_Задание_: Перепишите из отрывка о теории фрустрационной агрессивности всё, начиная со слов «Спустя два года» и вплоть до слов «нескольких важнейших положений.» включительно.

_Цитируемый отрывок_:
- - - - - - -

Теория фрустрационной агрессивности

   Существует еще немало бихевиористски ориентированных исследований проблемы агрессивности[ 66], но единственной общей теорией агрессии и насилия является теория фрустрации Джона Долларда и других, претендующая на объяснение причины любой агрессии. Точнее говоря, эта теория утверждает следующее: «Возникновение агрессивного поведения всегда обусловлено наличием фрустрации, и наоборот – наличие фрустрации всегда влечет за собой какую-нибудь форму агрессивности».
   Спустя два года один из авторов этой теории, Н. Э. Миллер, высказал вторую половину гипотезы, сделав допущение, что фрустрация может вызывать множество различных реакций и что агрессивность есть лишь одна из них.
   Как утверждает Басе, эта теория была признана за малым исключением почти всеми психологами. Сам Басе подводит критический итог: «К сожалению, исключительное внимание к фрустрации привело к тому, что целый большой класс антецеденций (вредных раздражителей) был выброшен за борт вместе с концепцией агрессии как инструментальной реакции. На самом деле фрустрация – это лишь одна из многих антецеденций агрессивности, и притом не самая сильная».
   К сожалению, невозможно более подробно обсудить фрустрационную теорию агрессии в рамках этой книги из-за огромного объема справочной литературы[ 67]. Поэтому я ограничусь рассмотрением лишь нескольких важнейших положений.

- - - - - - -

_Исходные данные_:
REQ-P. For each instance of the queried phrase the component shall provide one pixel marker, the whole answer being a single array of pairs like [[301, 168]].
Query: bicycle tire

- - - - - - -

_Ответ_:
Спустя два года один из авторов этой теории, Н. Э. Миллер, высказал вторую половину гипотезы, сделав допущение, что фрустрация может вызывать множество различных реакций и что агрессивность есть лишь одна из них.
   Как утверждает Басе, эта теория была признана за малым исключением почти всеми психологами. Сам Басе подводит критический итог: «К сожалению, исключительное внимание к фрустрации привело к тому, что целый большой класс антецеденций (вредных раздражителей) был выброшен за борт вместе с концепцией агрессии как инструментальной реакции. На самом деле фрустрация – это лишь одна из многих антецеденций агрессивности, и притом не самая сильная».
   К сожалению, невозможно более подробно обсудить фрустрационную теорию агрессии в рамках этой книги из-за огромного объема справочной литературы[ 67]. Поэтому я ограничусь рассмотрением лишь нескольких важнейших положений.